TASK REQUIREMENTS = Look through the listing for the string "point" and copy out every line that holds it.

LISTED ENTRIES =
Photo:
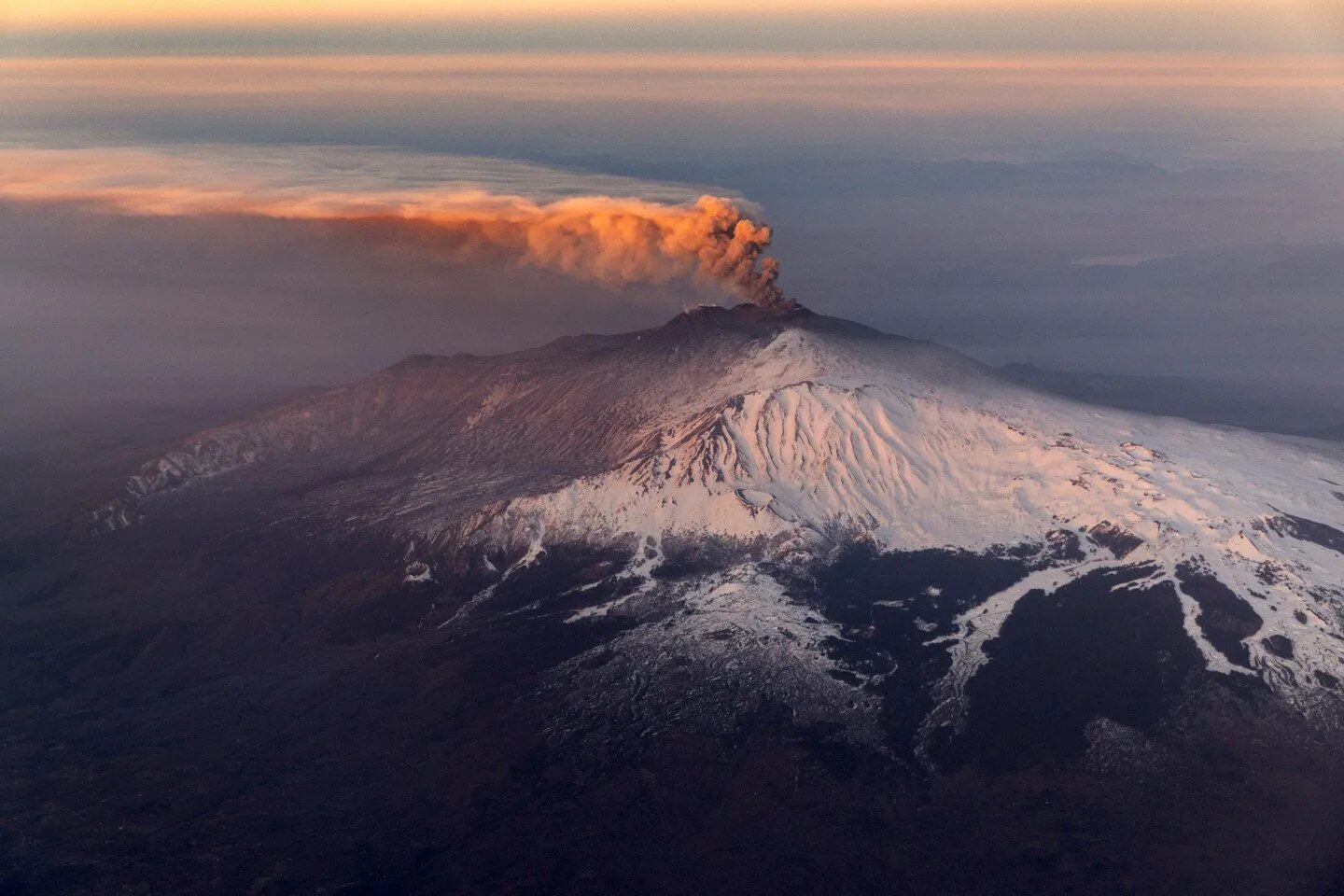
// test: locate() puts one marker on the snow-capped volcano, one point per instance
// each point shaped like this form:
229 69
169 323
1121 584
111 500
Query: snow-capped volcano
785 434
756 566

RESULT OF THIS TASK =
// test: locate() puts one marker on the snow-capped volcano, one point per instance
// each point shaped like this form:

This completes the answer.